> Records contained in a dataset:
>> BEGIN

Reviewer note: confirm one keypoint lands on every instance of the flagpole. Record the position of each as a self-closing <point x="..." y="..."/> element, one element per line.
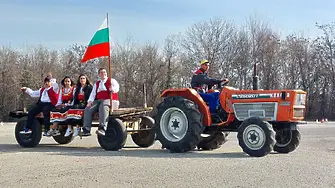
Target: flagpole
<point x="110" y="70"/>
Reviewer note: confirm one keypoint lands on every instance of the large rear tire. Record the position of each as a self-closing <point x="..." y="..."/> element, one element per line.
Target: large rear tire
<point x="178" y="124"/>
<point x="287" y="140"/>
<point x="256" y="137"/>
<point x="145" y="138"/>
<point x="28" y="140"/>
<point x="115" y="135"/>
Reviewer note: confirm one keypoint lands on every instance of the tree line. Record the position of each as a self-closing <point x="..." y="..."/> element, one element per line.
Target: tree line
<point x="289" y="62"/>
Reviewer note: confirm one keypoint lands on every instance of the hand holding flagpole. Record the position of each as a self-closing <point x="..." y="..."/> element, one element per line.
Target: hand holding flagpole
<point x="99" y="46"/>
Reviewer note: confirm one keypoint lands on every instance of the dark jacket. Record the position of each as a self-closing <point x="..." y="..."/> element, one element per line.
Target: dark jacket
<point x="202" y="82"/>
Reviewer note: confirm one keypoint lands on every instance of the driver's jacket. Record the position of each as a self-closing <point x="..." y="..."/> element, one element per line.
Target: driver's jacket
<point x="202" y="82"/>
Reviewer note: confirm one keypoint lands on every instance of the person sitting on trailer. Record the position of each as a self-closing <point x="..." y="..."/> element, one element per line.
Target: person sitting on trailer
<point x="81" y="95"/>
<point x="48" y="97"/>
<point x="99" y="100"/>
<point x="65" y="101"/>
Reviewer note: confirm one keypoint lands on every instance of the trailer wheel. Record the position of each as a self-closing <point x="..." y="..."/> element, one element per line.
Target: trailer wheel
<point x="28" y="140"/>
<point x="61" y="139"/>
<point x="256" y="137"/>
<point x="178" y="124"/>
<point x="115" y="137"/>
<point x="145" y="138"/>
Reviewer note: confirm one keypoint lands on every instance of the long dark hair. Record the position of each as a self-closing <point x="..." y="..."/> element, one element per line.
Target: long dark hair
<point x="87" y="89"/>
<point x="78" y="85"/>
<point x="62" y="82"/>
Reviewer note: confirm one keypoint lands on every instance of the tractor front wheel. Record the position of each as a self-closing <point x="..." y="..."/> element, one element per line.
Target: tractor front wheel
<point x="178" y="124"/>
<point x="256" y="137"/>
<point x="145" y="138"/>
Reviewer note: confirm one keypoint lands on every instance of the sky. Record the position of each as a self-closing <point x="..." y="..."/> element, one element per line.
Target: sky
<point x="57" y="24"/>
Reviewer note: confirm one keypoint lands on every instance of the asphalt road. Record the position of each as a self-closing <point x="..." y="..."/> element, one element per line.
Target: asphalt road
<point x="83" y="163"/>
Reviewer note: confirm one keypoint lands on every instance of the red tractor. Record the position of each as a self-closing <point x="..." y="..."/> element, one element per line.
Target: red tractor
<point x="264" y="120"/>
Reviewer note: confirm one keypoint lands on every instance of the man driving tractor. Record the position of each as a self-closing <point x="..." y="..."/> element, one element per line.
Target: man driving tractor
<point x="202" y="83"/>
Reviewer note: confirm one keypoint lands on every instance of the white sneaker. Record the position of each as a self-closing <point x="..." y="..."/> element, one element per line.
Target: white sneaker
<point x="68" y="132"/>
<point x="76" y="131"/>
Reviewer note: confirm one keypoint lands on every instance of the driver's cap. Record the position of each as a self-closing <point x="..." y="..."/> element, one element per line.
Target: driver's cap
<point x="204" y="62"/>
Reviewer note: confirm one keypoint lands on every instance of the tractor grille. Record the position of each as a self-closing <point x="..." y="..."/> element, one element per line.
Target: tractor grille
<point x="267" y="110"/>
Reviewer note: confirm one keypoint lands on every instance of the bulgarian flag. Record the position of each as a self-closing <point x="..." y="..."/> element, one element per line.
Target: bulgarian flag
<point x="99" y="45"/>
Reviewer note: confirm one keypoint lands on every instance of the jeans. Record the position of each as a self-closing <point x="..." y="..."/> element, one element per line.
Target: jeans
<point x="98" y="105"/>
<point x="44" y="107"/>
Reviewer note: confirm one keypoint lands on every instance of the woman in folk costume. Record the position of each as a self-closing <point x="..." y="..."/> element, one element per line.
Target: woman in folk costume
<point x="65" y="101"/>
<point x="76" y="112"/>
<point x="48" y="96"/>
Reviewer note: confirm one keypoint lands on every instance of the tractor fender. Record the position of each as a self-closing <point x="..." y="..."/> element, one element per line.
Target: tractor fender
<point x="192" y="95"/>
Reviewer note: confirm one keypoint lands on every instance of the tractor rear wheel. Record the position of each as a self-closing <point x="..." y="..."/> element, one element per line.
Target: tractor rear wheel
<point x="287" y="140"/>
<point x="213" y="141"/>
<point x="256" y="137"/>
<point x="145" y="138"/>
<point x="178" y="124"/>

>> END

> WORK TO BE COMPLETED:
Omitting all images, retype each line of the records precisely.

> RESPONSE FOR THIS EXERCISE:
Reviewer note: confirm one keypoint lands on every instance of the flagpole. Record the position of each as a self-closing <point x="..." y="..."/> element, one element per line.
Target: flagpole
<point x="110" y="70"/>
Reviewer note: confirm one keypoint lands on every instance of the large rear tire. Record the position of each as a self-closing <point x="..." y="..."/> element, one element per line.
Target: large rear tire
<point x="178" y="124"/>
<point x="287" y="140"/>
<point x="256" y="137"/>
<point x="145" y="138"/>
<point x="28" y="140"/>
<point x="115" y="135"/>
Reviewer note: confirm one keypoint lands on every instance of the tree line. Record the position of each as a self-closing <point x="..." y="..."/> element, one element per line.
Target: tree line
<point x="289" y="62"/>
Reviewer note: confirm one keypoint lands on every instance of the hand holding flagpole. Record the position of each as a self-closing <point x="..." y="..."/> element, one element per line.
Target: hand holding flagpole
<point x="99" y="46"/>
Reviewer note: confirm one keypoint lands on every instance of the dark jacket. Record the position of each as a self-closing <point x="..." y="..."/> element, one element per line.
Target: dark jacket
<point x="202" y="82"/>
Reviewer note: confirm one keypoint lands on every instance of the driver's jacket. Record the position of each as a self-closing <point x="..." y="..."/> element, one element per line.
Target: driver's jacket
<point x="202" y="82"/>
Reviewer note: confirm one keypoint lands on every instance of the person sitting on trailer. Record the position of each as a self-closing <point x="..." y="..."/> element, one element per line.
Target: person sitting on trailer
<point x="81" y="95"/>
<point x="48" y="97"/>
<point x="99" y="100"/>
<point x="65" y="101"/>
Reviewer note: confirm one keypoint lands on every instance of the trailer wheel. Record the position of each as a self-closing <point x="..." y="..."/> element, one element per line.
Target: trailer wheel
<point x="28" y="140"/>
<point x="61" y="139"/>
<point x="256" y="137"/>
<point x="178" y="124"/>
<point x="115" y="137"/>
<point x="145" y="138"/>
Reviewer note: confirm one keypoint lands on every instance of the long dark hair. Record the position of each as a self-closing <point x="..." y="..."/> element, one element per line.
Target: long dark hair
<point x="87" y="89"/>
<point x="78" y="85"/>
<point x="62" y="82"/>
Reviewer note: confirm one keypoint lands on every instance of the tractor front wheel. Record the position of each as a self-closing <point x="..." y="..."/> element, one element per line.
Target: tractor front wheel
<point x="178" y="124"/>
<point x="256" y="137"/>
<point x="145" y="138"/>
Reviewer note: confirm one keypoint lands on every instance of the sky. Record the position of each as a self-closing <point x="..." y="..."/> element, one element per line.
Target: sky
<point x="57" y="24"/>
Reviewer note: confirm one keypoint lands on every instance of the asphalt road. Record the position of each as a self-closing <point x="..." y="..."/> element, one element per line.
Target: asphalt road
<point x="83" y="163"/>
Reviewer note: confirm one keypoint lands on every instance of the red tractor. Record the position of each as a self-closing <point x="..." y="..."/> element, one element per line.
Target: red tractor
<point x="264" y="120"/>
Reviewer note: confirm one keypoint lands on every instance of the man driving tractor. Record the position of each as a self-closing <point x="..." y="..."/> element, one element per line.
Target: man driving tractor
<point x="202" y="83"/>
Reviewer note: confirm one keypoint lands on every instance of the white sneaker. Record the position of each as a self-closing <point x="..." y="..."/> element, one element per line.
Target: white sneaker
<point x="68" y="132"/>
<point x="76" y="131"/>
Reviewer note: confirm one keypoint lands on every instance of the driver's cap. Record the position of each as a self-closing <point x="..." y="..."/> element, one element per line.
Target: driver's cap
<point x="204" y="62"/>
Reviewer note: confirm one keypoint lands on every instance of the tractor grille. Record the position of each as a self-closing <point x="..." y="..."/> element, one element per line.
Target: tractor grille
<point x="267" y="110"/>
Reviewer note: confirm one keypoint lands on every instance of the bulgarian flag. Record the position of each as a self-closing <point x="..." y="..."/> element, one element per line.
Target: bulgarian flag
<point x="99" y="45"/>
Reviewer note: confirm one keypoint lands on every instance of the jeans. Record the position of each as a self-closing <point x="..." y="..."/> element, one element per line.
Target: jeans
<point x="98" y="105"/>
<point x="44" y="107"/>
Reviewer note: confirm one keypoint lands on every instance of the woman in folk costume. Record the position of each as a self-closing <point x="..." y="..."/> element, one element per line.
Target: woman in folk costume
<point x="65" y="101"/>
<point x="76" y="112"/>
<point x="48" y="96"/>
Reviewer note: confirm one keypoint lands on every instance of the tractor fender. Record the position of each as a self-closing <point x="..." y="..."/> element, one element per line.
Target: tractor fender
<point x="192" y="95"/>
Reviewer note: confirm one keypoint lands on every instance of the tractor rear wheel. Record the position of each as a self-closing <point x="..." y="..."/> element, one element per line.
Target: tractor rear wheel
<point x="287" y="140"/>
<point x="213" y="141"/>
<point x="256" y="137"/>
<point x="145" y="138"/>
<point x="178" y="124"/>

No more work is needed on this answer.